Stored records:
Start
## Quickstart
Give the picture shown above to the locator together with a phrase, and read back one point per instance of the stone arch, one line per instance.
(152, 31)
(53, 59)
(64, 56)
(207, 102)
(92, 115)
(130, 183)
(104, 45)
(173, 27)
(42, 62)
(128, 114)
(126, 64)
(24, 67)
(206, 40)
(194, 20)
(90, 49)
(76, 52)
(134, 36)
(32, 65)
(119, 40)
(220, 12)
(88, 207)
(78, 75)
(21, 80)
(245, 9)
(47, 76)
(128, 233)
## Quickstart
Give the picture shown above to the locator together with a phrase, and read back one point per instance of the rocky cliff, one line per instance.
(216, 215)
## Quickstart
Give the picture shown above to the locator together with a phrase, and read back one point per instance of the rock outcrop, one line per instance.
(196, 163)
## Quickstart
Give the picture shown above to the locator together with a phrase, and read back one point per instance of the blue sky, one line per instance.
End
What is required: Reproduce every one of the entries above verbatim, line for line, from the first heading to the last line.

Written reply:
## Quickstart
Give the picture shown above to the locator together with a phrase, and read back one point per instance of the stone arch, one line per instance.
(152, 31)
(53, 59)
(64, 56)
(207, 102)
(92, 115)
(130, 183)
(104, 45)
(173, 27)
(42, 62)
(128, 114)
(126, 64)
(24, 67)
(206, 40)
(194, 20)
(90, 49)
(76, 52)
(134, 36)
(32, 65)
(119, 40)
(220, 12)
(88, 207)
(78, 75)
(21, 80)
(245, 9)
(47, 76)
(128, 233)
## Quickstart
Give the picture shown above to the locator together with a phrase, and read back one point per instance of the rocky cliff, one line per instance.
(216, 215)
## Quickstart
Give the picture shown above to the locator together with a phrase, and read back one point per instance of the rock outcrop, one line per instance.
(196, 163)
## Quickstart
Give the picture shown above to the locator together with a phrase, and read back one point per instance of the blue sky, one line per instance.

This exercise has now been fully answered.